#### [TASKS TO PERFORM]
**A)** Please reproduce the gravitational lensing passage word for word, from "To illustrate how" through "across the room.", both ends included.
**B)** In the gravitational lensing passage, what is safe to assume when no high-mass objects lie between a telescope and its target?

#### [TEXT SECTION]
++++
High Mass Objects in Space Can Cause a Phenomenon Known as Gravitational Lensing
Because of this stretching and curving effect on space-time, high mass objects in space can actually cause an observational phenomenon known as “gravitational lensing.” This occurs when a distant object behind a high mass object actually appears larger and brighter to an observer because of a magnification effect caused by gravity.
To illustrate how this effect works, imagine staring at me from across a large room. I am about two feet in front of the wall at the far end of the room opposite you. An ant is crawling on that wall just to the left of me. From where you’re standing, you can barely see the ant because it’s hardly discernible at such a distance.
But now suppose I hold out a magnifying glass to my left at just the right position and angle it such that it allows you to see the ant in much greater detail from your vantage point across the room.
High Mass Objects Stretch Space-Time and Magnify the Light from Distant Objects behind Them
This is essentially how gravitational lensing works. High mass objects stretch space-time and magnify the light from distant objects behind them. And we’ve actually used this phenomenon on many occasions to observe distant objects that happen to reside behind high mass, closer objects such as stars and galaxies.
As such, we know that if a telescope is aimed at a distant object and there happens to be a nearer high mass object somewhere in the peripheral foreground, the view of the distant object will be distorted and magnified. And if we’re not careful to note this circumstance, we might be fooled into thinking that the distant object is much bigger and brighter than it actually is.
But so long as no high-mass objects are present in the intervening space between a telescope and its target, it’s safe to assume that what we see is more or less what actually exists.
++++
#### [SUPPLIED RECORDS]
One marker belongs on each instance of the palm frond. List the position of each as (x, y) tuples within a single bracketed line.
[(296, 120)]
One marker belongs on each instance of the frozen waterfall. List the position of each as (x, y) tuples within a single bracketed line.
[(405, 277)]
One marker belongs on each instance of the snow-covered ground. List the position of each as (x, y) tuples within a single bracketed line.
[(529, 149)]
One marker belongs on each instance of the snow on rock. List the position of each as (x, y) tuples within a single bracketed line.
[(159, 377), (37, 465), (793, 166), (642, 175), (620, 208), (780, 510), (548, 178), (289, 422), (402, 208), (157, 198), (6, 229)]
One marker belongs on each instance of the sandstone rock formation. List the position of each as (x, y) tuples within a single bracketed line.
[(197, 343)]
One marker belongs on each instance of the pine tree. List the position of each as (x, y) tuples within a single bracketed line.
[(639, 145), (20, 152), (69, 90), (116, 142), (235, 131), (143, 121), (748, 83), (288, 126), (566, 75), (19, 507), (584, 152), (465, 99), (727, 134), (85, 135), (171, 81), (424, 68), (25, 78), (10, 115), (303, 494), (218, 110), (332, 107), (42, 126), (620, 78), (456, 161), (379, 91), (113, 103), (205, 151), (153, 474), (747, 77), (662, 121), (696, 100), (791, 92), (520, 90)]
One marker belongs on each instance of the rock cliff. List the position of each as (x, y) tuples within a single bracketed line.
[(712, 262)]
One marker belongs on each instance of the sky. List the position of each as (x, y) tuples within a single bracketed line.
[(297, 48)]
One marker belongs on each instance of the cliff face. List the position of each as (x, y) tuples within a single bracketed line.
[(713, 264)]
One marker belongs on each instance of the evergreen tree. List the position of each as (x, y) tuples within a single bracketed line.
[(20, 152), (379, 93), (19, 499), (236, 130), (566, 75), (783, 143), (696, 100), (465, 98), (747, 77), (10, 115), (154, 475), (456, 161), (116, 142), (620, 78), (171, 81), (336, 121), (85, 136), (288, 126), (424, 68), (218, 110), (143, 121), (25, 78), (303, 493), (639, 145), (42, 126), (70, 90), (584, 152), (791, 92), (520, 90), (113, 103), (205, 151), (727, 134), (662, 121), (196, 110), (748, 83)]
++++
#### [WRITTEN ANSWERS]
**A)**
To illustrate how this effect works, imagine staring at me from across a large room. I am about two feet in front of the wall at the far end of the room opposite you. An ant is crawling on that wall just to the left of me. From where you’re standing, you can barely see the ant because it’s hardly discernible at such a distance.
But now suppose I hold out a magnifying glass to my left at just the right position and angle it such that it allows you to see the ant in much greater detail from your vantage point across the room.

**B)** That what we see is more or less what actually exists.